EXERCISE AIM
Answer these questions from the text on electricity in Monrovia:
1. What share of Monrovia residents have access to electricity?
2. Where was the hydropower plant that Liberia's energy supply relied on before the war?
3. What does electricity from the Liberia Electricity Corporation cost per kWh?
START QUOTED PASSAGE
- Tue, 05/22/2012 - 20:12
- 1 Comment
It is hard to believe that nine years after the end of more than a decade of civil war, less than 1 percent of Monrovia residents have access to electricity. The bulk of the capital city remains in the dark, except for the noisy generators here and there pumping smelly diesel-powered electricity into the air from some of the more affluent homes. Before the war, Liberia's energy supply relied heavily on the hydropower plant at Mount Coffee, 30km northeast of Monrovia. It was destroyed in the fighting, and what little remained was looted, along with the country's entire transmission and distribution equipment.
The operations of the Liberia Electricity Corporation (LEC) ceased completely. By 2010, LEC was up and running again, fuelled by huge generators using expensive high-speed diesel oil. The cost – 54 cents per kWh, one of the highest in the world – and lack of money for new connections are part of the reason it has been so difficult for people to access it. Liberia's president, Ellen Johnson Sirleaf, spoke of the need to "bring back electricity" when she became the continent's first female president in 2006. Six years on, during her first annual message of her second term last month, she claimed her government had indeed "restored electricity to Monrovia". It is true. There are streetlights in parts of the city. Government buildings, NGOs, hospitals, some schools and the UN all have electricity.
END QUOTED PASSAGE
START DATA FOR REVIEW
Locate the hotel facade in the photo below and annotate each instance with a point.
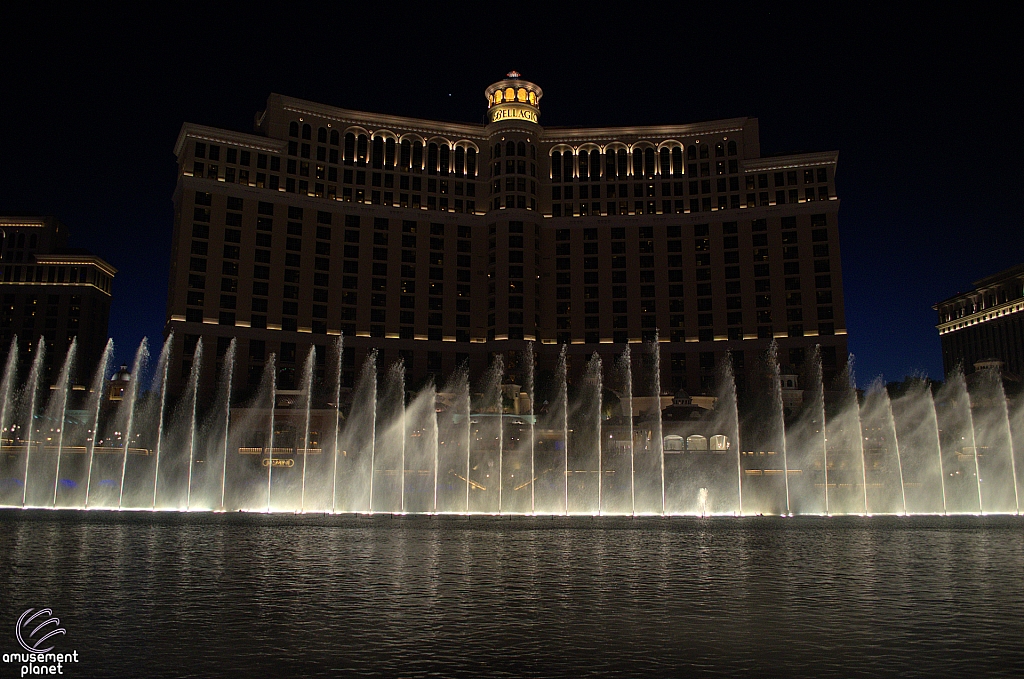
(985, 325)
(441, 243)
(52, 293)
END DATA FOR REVIEW
START DATA FOR REVIEW
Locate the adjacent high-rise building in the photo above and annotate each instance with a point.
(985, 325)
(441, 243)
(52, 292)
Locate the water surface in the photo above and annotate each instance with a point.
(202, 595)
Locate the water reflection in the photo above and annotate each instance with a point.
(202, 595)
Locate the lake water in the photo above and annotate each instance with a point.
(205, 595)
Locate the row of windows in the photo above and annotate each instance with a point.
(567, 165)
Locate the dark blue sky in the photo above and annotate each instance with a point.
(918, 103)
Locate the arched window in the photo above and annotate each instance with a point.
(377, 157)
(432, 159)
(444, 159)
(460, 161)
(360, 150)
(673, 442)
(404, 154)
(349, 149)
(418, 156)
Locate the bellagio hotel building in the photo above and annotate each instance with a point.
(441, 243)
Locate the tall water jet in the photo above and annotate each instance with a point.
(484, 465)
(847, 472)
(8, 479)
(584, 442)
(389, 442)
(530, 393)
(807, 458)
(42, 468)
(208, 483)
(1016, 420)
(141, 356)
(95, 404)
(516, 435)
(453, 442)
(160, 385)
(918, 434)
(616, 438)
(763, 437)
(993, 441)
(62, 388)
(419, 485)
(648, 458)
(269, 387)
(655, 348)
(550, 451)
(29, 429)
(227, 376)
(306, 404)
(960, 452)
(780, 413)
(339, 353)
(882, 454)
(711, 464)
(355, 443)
END DATA FOR REVIEW
OUTPUT FOR THIS EXERCISE
1. Less than 1 percent.
2. At Mount Coffee, 30km northeast of Monrovia.
3. 54 cents.